= Tasks to carry out =
[a] Write out the part of the Whaleback ski pass thread that starts with "50% off Sunday" and goes on through "season passholder only.", word for word.
[b] Carry the Whaleback ski pass thread forward from its last line.

= Source passage =
•••••
Looks like $249 and the Midweek Pass is $165 and Militray/Veterans Pass $140

besides the Freedom Pass deals

KILLINGTON RESORT: UP TO 50% OFF TICKETS ALL YEAR

50% off Sunday through Friday lift ticket
25% off Saturday or "peak"/holiday 1-day lift ticket
Only applies to unlimited and midweek passes, this includes the family pass
This offer is limited to one (1) discounted 1-day lift ticket per day, per pass holder, valid any day of the 2016-17 Killington season. Not transferable – for season passholder only.

RAGGED MOUNTAIN

50% off day tickets Sunday-Friday, non-holiday ONLY 
Only applies to unlimited and midweek passes, this includes the family pass

MT. SUNAPEE

Receive 50% off midweek day tickets from opening day through December 20, 2017 and from March 14, 2018 through closing day
 $10 off weekend tickets from opening day through December 20, 2017 and from March 14, 2018 through closing day
Only applies to unlimited and midweek passes, this includes the family pass
Not transferable and offer not valid during holiday periods.

MAGIC MOUNTAIN 

50% off weekday and weekend tickets, without ANY restrictions


----------



## urungus (Sep 19, 2017)

if I get a midweek Whaleback pass, do I still get the weekend discounts at Killington, Magic Mountain, etc ?


----------



## MEtoVTSkier (Sep 19, 2017)

urungus said:


> if I get a midweek Whaleback pass, do I still get the weekend discounts at Killington, Magic Mountain, etc ?



From Whaleback:



> Regarding the passes, it can be confusing, even for us. We tried to  simplify the product line this year and then the decision to join  Freedom threw us a curve ball making things more complex. We are even  still learning it.
•••••
= Extracted data =

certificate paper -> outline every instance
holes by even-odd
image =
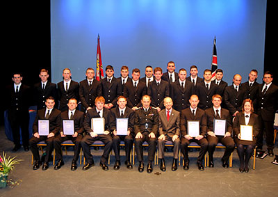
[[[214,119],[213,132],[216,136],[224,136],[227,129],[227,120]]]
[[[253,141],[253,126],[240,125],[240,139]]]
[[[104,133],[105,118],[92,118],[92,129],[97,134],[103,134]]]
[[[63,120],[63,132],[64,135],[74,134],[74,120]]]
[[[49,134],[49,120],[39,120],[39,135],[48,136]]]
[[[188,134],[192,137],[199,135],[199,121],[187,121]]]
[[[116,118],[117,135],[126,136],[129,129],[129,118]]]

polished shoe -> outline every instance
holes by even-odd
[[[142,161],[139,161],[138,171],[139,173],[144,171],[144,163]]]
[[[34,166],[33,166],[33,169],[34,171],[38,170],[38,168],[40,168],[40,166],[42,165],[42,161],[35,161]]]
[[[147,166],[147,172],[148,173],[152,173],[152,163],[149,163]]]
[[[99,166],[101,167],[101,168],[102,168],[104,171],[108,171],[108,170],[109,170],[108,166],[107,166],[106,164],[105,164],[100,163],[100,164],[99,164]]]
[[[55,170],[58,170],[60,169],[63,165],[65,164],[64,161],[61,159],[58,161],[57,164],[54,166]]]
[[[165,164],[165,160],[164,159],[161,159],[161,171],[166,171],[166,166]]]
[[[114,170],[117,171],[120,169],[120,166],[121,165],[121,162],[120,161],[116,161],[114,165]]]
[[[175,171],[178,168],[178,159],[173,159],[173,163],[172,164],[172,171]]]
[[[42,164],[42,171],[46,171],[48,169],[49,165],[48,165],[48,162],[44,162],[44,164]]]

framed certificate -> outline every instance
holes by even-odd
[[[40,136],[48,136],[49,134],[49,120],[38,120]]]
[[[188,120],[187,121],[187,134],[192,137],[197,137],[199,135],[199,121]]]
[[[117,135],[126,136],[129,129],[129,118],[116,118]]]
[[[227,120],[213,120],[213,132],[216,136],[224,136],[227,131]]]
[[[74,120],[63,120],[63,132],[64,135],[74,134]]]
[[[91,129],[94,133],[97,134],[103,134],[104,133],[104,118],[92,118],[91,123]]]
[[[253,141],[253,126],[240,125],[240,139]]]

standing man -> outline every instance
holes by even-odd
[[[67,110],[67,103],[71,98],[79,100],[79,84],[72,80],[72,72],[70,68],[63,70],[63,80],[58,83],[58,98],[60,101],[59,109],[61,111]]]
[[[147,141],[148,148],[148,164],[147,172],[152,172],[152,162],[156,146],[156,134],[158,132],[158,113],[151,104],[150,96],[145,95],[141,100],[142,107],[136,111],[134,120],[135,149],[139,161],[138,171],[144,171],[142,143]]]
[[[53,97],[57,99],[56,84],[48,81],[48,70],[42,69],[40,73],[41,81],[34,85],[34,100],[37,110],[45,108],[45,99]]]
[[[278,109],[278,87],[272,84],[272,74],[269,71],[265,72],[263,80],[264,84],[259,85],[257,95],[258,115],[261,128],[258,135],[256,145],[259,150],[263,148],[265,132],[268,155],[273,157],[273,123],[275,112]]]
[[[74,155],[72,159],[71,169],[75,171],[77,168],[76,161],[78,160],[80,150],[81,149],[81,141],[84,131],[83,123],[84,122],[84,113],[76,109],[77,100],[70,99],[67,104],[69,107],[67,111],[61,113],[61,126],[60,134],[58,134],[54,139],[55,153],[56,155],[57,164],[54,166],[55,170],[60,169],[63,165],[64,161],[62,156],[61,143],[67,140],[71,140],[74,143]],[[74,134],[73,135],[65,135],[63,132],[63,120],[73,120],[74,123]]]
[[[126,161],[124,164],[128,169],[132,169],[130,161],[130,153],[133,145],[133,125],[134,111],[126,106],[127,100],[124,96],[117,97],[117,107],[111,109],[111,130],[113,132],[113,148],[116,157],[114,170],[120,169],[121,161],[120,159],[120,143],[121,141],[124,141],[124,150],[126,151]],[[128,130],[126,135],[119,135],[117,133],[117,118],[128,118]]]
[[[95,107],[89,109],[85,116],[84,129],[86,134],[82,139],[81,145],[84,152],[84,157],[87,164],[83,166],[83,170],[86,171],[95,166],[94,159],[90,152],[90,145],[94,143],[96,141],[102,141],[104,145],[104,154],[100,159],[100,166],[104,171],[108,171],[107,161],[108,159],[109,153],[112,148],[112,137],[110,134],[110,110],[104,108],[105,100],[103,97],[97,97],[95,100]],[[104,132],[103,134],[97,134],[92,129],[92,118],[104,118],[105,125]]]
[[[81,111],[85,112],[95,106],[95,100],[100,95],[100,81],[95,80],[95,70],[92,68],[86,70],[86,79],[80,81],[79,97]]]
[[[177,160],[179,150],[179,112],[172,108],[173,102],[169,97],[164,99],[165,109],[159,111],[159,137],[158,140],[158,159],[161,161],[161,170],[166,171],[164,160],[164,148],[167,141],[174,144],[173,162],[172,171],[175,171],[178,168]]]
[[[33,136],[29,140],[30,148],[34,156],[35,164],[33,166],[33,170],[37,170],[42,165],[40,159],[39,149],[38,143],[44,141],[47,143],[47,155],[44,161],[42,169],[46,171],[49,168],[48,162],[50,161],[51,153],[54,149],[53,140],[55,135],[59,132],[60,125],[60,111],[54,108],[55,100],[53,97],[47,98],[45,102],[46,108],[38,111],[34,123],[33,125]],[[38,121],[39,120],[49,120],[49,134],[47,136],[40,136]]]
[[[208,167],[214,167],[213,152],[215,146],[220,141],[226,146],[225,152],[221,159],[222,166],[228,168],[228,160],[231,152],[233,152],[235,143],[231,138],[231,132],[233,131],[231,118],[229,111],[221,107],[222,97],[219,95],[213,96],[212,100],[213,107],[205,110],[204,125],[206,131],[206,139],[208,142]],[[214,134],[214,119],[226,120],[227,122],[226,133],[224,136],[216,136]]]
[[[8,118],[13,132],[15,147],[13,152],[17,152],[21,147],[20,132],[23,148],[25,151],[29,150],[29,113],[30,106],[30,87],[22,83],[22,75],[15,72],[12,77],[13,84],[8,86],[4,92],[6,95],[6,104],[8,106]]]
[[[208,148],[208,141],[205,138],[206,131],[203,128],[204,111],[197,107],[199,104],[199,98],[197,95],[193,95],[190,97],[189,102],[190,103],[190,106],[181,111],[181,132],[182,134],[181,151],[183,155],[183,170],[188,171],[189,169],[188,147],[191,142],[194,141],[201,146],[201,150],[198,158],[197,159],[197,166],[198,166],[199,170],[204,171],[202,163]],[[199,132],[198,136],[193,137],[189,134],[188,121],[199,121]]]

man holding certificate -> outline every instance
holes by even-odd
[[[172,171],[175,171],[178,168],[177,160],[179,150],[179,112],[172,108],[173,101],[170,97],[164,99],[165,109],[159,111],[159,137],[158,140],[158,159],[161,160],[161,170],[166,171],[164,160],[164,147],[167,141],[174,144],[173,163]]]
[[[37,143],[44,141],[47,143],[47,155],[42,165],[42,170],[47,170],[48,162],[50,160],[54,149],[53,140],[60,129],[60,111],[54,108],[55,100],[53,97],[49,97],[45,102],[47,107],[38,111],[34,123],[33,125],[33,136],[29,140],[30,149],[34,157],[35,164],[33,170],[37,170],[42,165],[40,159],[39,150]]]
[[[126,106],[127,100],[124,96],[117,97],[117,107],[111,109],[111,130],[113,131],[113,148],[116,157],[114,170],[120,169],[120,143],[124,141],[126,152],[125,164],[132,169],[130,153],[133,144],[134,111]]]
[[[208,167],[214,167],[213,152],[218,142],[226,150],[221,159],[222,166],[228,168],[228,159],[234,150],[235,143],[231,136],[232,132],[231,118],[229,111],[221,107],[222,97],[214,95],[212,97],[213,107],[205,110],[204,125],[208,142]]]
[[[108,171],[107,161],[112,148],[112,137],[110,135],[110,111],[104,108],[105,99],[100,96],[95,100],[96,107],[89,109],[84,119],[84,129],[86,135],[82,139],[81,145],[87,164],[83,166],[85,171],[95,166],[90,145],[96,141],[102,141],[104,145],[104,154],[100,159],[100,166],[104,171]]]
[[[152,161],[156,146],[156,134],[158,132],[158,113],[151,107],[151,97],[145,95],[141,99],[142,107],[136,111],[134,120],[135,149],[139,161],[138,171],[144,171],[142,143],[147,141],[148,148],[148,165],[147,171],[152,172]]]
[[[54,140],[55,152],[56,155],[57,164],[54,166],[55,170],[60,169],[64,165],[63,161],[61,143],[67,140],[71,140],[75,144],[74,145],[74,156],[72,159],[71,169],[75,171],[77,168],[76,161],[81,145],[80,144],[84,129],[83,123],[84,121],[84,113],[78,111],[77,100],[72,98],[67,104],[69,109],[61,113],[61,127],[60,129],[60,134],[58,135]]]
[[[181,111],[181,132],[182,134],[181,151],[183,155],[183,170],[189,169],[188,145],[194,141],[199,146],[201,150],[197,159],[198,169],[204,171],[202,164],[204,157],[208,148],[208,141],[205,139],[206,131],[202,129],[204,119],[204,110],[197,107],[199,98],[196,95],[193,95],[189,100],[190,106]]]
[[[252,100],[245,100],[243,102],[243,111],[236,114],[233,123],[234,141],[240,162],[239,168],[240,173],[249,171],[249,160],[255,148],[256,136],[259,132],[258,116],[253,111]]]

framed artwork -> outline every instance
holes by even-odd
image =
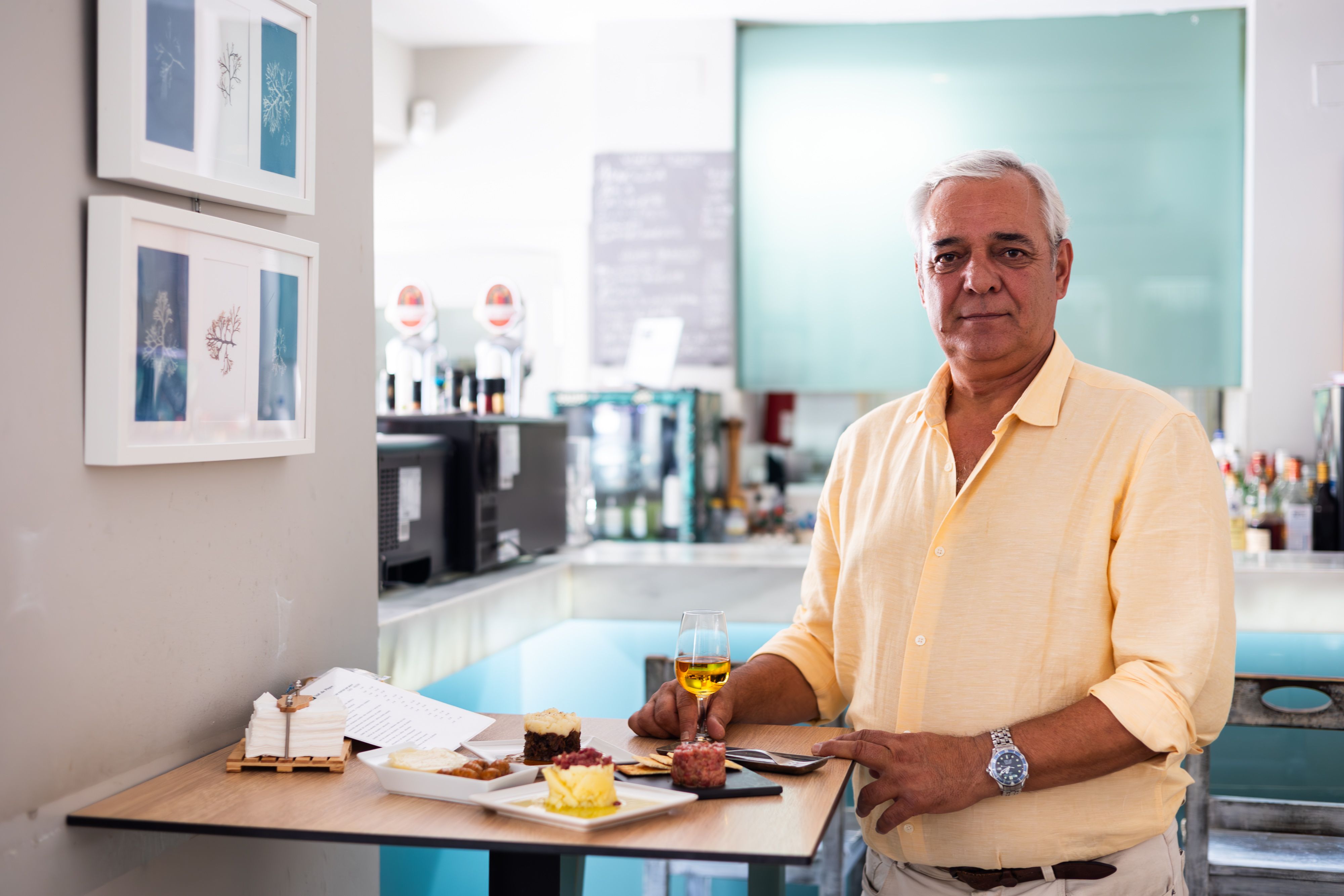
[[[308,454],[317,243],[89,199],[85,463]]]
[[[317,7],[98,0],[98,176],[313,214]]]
•••••
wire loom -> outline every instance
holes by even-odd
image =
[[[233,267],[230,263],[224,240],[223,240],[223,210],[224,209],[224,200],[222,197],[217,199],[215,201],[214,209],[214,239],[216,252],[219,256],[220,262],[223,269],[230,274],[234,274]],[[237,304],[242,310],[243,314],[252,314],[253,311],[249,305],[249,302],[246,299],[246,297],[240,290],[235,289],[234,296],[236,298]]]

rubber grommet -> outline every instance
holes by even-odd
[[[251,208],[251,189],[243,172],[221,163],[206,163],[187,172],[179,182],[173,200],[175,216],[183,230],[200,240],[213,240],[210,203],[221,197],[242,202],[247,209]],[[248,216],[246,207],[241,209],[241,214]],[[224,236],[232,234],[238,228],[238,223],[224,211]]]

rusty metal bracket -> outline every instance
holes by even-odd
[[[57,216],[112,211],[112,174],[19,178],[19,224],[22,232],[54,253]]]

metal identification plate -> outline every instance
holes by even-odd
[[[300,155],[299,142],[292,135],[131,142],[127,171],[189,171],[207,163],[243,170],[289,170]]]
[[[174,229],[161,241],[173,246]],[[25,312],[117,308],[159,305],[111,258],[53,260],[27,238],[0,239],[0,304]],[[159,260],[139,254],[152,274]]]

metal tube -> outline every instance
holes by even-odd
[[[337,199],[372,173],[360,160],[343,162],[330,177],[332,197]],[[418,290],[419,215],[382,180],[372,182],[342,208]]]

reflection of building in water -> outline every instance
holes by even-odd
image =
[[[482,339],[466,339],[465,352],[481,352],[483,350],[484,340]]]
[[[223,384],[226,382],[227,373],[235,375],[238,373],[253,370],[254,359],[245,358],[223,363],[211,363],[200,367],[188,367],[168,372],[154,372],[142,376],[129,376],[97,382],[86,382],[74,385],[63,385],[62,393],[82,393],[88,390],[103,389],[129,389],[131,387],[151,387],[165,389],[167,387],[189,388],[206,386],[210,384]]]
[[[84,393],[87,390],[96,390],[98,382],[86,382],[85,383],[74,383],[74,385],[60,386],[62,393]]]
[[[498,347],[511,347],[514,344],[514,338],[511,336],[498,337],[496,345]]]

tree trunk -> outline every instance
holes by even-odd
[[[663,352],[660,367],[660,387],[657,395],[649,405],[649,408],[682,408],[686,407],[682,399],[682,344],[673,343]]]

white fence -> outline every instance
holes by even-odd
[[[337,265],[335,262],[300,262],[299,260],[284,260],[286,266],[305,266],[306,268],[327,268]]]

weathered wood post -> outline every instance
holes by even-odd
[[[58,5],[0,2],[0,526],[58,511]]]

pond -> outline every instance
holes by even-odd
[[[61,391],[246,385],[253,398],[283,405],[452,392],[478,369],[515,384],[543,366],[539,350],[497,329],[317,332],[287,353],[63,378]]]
•••••
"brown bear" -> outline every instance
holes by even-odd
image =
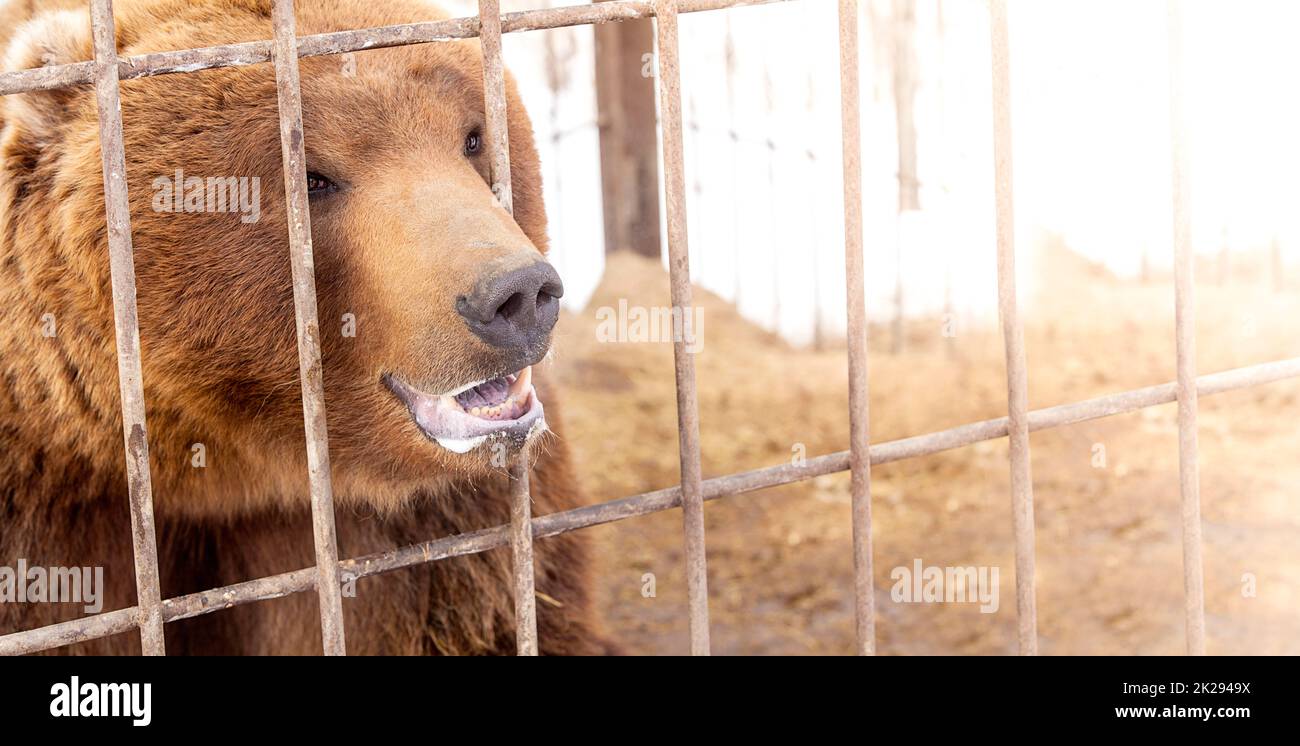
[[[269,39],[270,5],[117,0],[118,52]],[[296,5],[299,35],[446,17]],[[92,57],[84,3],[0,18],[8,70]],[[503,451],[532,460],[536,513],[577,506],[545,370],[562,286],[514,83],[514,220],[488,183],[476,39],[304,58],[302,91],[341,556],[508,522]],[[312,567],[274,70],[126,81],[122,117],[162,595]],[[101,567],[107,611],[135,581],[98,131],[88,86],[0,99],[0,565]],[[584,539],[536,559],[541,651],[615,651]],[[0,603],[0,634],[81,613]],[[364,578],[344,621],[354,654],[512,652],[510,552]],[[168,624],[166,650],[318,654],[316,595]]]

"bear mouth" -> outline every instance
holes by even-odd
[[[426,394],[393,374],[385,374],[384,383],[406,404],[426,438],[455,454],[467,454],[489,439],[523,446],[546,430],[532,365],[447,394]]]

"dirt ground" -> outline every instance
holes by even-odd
•••••
= Responses to the exercise =
[a]
50% off Sunday through Friday lift ticket
25% off Saturday or "peak"/holiday 1-day lift ticket
Only applies to unlimited and midweek passes, this includes the family pass
This offer is limited to one (1) discounted 1-day lift ticket per day, per pass holder, valid any day of the 2016-17 Killington season. Not transferable – for season passholder only.

[b]
> 
> The "special" passes 3'rd Grader, Honor Roll, Military, Corporate do not  get our LOCAL pass holder benefits at the other mountains. This would  be K, Magic, Sunapee, Ragged, Eastman Xcountry, etc. The only ones who  get that are Unlimited and Mid-week passholders.
> 
> ...


----------



## dlague (Sep 19, 2017)

MEtoVTSkier said:


> From Whaleback:





> The "special" passes 3'rd Grader, Honor Roll, Military, Corporate do not get our LOCAL pass holder benefits at the other mountains. This would be K, Magic, Sunapee, Ragged, Eastman Xcountry, etc. The only ones who get that are Unlimited and Mid-week passholders.



Well that kills the Military Pass IMO.


----------



## MEtoVTSkier (Sep 19, 2017)

dlague said:


> Well that kills the Military Pass IMO.



Oh, I don't know, the Freedom Pass benefits outweigh the what the Ragged, Sunapee, Powder, Eastman benefits would be for me. Magic skiers get 3 days on the Freedom, and K-mart skiers get a free Express Card for Military/Veterans anyhow... for me the Freedom benefits are going to work out better. Supplement it with a few other deals I think it'll work for me.

It definitely isn't going to break the bank at $140.00. Still think that's a heckuva deal for the money.

Somebody talks Tenney into joining the Freedom pass, and that would be great. Hint, hint...


----------



## dlague (Sep 20, 2017)

MEtoVTSkier said:


> Oh, I don't know, the Freedom Pass benefits outweigh the what the Ragged, Sunapee, Powder, Eastman benefits would be for me. Magic skiers get 3 days on the Freedom, and K-mart skiers get a free Express Card for Military/Veterans anyhow... for me the Freedom benefits are going to work out better. Supplement it with a few other deals I think it'll work for me.
> 
> It definitely isn't going to break the bank at $140.00. Still think that's a heckuva deal for the money.
> 
> Somebody talks Tenney into joining the Freedom pass, and that would be great. Hint, hint...




Sounds like a sound strategy for a Vet!


----------



## catherine (Sep 22, 2017)

Jan 25th - $9 at Wildcat on Liftopia


----------



## Los (Sep 22, 2017)

Early season BW tix for $22  on sale until 9/25 only!


----------



## skiNEwhere (Sep 22, 2017)

Snowmass lift ticket for $6.50 for their 50th anniversary on December 15th!

https://book.aspensnowmass.com/ecom.../?productcategoryid=1106&startdate=2017-12-15


----------



## Smellytele (Sep 25, 2017)

The first year in like 10 that I don't get a Pats peak season pass and this year for the 1st time Pats peak gets 50% off at K. what the...


----------



## chuckstah (Sep 27, 2017)

Killington 2 fers are up. 

Killingtom.com/skimag

better link maybe?

http://buy.killington.com/2for1ski/default.aspx?sourceid=skimag

Sent from my LGMS345 using AlpineZone mobile app


----------



## Smellytele (Sep 28, 2017)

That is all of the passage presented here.